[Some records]
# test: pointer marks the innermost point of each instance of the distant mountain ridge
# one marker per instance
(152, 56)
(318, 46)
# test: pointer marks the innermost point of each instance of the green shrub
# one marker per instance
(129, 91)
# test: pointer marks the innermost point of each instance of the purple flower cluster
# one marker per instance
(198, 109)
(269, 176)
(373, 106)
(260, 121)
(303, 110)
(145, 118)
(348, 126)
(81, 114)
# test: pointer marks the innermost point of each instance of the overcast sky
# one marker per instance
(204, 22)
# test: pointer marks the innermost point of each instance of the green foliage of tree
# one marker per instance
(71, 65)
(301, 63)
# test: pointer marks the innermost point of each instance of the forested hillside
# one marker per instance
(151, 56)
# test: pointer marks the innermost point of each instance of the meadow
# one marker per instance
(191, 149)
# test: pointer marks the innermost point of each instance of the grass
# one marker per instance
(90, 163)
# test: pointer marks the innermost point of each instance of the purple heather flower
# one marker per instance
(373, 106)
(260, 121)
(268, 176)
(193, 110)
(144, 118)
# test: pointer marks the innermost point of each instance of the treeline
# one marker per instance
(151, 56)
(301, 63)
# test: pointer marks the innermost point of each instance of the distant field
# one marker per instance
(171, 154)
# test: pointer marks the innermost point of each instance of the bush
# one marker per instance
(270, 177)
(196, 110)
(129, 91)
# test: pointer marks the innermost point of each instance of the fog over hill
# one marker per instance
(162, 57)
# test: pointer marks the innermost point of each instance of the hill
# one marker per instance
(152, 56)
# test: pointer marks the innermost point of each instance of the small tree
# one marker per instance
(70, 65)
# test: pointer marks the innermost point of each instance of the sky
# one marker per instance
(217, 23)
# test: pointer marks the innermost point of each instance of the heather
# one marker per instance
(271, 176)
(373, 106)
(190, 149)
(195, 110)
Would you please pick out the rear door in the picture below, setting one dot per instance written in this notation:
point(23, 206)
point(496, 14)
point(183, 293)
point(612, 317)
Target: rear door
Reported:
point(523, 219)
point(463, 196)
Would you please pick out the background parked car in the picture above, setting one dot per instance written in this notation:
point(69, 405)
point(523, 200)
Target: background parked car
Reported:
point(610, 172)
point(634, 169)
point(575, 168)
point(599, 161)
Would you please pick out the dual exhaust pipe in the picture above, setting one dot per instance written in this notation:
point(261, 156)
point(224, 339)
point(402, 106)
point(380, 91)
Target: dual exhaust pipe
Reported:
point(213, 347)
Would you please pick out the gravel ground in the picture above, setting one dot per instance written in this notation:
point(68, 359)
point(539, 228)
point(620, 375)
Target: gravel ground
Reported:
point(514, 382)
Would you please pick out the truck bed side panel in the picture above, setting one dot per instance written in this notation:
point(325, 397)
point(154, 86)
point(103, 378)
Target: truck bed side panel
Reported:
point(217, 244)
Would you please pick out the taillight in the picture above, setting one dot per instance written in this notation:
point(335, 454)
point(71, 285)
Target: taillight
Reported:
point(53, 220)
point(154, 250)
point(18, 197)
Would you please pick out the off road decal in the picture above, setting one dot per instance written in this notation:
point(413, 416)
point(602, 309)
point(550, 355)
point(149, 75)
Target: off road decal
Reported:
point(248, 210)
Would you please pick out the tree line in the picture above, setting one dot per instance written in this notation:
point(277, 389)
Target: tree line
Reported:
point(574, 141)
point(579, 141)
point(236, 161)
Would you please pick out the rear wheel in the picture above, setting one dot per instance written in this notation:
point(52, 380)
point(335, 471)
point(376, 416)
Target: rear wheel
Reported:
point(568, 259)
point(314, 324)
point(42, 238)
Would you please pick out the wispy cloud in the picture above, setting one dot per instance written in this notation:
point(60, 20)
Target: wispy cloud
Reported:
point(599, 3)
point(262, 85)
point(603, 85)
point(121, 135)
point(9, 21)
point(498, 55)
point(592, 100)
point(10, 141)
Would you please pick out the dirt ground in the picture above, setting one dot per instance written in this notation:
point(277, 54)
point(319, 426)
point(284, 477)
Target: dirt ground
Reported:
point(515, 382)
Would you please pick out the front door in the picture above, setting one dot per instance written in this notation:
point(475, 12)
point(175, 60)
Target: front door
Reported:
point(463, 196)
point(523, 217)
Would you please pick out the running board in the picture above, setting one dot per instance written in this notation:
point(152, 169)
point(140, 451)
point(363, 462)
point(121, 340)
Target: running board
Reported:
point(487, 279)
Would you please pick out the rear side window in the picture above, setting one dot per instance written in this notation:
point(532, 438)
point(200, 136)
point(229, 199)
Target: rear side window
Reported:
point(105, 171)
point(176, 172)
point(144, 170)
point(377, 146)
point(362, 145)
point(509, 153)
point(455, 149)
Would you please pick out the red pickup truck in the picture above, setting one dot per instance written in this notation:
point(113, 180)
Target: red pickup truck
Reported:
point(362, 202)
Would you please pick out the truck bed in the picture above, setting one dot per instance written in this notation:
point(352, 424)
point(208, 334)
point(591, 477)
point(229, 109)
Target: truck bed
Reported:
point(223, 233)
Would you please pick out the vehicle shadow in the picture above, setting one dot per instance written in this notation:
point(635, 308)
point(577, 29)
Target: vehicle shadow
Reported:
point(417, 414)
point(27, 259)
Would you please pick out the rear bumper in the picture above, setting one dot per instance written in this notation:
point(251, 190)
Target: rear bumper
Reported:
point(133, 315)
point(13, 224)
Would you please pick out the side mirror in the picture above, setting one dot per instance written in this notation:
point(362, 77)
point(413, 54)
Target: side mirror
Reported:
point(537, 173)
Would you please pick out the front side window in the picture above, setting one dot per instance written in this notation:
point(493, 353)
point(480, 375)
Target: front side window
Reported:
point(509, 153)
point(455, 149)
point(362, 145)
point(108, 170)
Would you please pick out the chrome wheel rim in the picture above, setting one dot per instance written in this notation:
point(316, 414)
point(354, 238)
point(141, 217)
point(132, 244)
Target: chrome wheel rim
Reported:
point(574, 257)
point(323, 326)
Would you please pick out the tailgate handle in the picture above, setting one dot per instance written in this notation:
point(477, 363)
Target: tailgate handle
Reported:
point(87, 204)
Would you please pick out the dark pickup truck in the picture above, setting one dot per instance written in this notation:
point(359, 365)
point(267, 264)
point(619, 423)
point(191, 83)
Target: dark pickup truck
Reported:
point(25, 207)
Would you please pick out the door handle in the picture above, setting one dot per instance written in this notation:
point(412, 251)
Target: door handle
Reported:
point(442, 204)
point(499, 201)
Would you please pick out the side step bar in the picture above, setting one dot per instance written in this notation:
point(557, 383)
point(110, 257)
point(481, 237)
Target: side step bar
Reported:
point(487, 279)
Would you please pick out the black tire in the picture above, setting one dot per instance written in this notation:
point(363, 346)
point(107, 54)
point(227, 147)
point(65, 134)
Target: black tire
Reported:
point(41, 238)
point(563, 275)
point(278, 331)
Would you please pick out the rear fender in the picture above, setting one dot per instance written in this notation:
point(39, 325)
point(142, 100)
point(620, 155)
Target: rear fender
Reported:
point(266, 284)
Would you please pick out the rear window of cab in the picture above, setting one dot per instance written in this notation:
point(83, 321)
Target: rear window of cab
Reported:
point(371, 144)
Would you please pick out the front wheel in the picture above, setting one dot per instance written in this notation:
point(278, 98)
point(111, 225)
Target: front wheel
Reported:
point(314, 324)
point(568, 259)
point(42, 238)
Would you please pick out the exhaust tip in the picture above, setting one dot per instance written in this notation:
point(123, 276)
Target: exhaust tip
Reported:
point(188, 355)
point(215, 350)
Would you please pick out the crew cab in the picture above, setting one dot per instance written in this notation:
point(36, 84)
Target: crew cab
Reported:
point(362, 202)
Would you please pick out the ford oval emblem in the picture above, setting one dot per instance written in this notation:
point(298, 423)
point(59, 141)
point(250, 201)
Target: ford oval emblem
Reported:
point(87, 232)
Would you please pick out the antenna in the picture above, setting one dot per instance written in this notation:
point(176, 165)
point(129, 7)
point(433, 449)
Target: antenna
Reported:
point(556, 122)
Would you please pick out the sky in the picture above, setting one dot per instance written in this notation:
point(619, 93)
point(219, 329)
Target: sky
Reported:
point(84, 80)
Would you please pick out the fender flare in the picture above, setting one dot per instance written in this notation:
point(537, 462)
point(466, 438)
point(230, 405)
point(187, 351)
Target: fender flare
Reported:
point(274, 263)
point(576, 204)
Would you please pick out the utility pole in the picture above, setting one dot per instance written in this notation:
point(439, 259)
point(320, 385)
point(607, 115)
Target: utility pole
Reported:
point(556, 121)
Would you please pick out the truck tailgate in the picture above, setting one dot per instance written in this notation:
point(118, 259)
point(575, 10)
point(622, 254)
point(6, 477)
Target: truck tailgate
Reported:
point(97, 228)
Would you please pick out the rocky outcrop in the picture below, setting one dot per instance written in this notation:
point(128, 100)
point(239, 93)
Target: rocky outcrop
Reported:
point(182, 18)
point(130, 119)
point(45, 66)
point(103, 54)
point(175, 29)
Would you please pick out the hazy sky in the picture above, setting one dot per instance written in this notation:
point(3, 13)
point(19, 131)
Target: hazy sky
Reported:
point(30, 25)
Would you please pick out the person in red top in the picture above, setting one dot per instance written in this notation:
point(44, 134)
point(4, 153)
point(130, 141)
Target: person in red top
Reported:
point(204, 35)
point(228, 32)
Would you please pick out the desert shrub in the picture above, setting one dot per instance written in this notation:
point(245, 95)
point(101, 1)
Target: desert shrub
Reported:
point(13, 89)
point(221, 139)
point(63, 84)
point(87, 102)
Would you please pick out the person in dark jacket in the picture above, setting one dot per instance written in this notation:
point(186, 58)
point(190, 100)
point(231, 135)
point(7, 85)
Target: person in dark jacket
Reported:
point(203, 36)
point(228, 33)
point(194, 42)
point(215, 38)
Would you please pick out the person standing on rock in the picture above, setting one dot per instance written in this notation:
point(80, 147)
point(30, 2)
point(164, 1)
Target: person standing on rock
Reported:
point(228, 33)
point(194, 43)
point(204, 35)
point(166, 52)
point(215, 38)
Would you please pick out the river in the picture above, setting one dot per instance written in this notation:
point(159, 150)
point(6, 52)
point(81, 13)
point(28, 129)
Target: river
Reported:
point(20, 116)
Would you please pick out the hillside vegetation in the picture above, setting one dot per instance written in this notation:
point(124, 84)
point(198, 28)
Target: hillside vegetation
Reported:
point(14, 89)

• _EXERCISE BRIEF_: Could you copy, unchanged, the lines of the records above starting at the line containing "Would you please pick out the off" and ending at the line containing "point(10, 141)", including both of those lines?

• _FINISHED TASK_:
Would you please pick out the off road decal in the picture above, setting one dot per instance written in this notation:
point(413, 416)
point(602, 309)
point(550, 355)
point(149, 75)
Target: off road decal
Reported:
point(248, 210)
Would you please pick out the tree line in the picture above, setting one dot per instance written in this notation:
point(277, 389)
Target: tree line
Reported:
point(574, 141)
point(579, 141)
point(236, 161)
Would you please pick out the rear wheel in the picture above, setting one dot per instance written in this notation:
point(52, 380)
point(335, 471)
point(376, 416)
Target: rear wheel
Reported:
point(568, 259)
point(314, 324)
point(42, 238)
Would you please pick out the wispy cloud in the picture above, setting one dot per instance written in this notation:
point(60, 20)
Target: wispy cloud
Reported:
point(599, 3)
point(262, 85)
point(603, 85)
point(121, 135)
point(9, 21)
point(498, 55)
point(592, 100)
point(10, 141)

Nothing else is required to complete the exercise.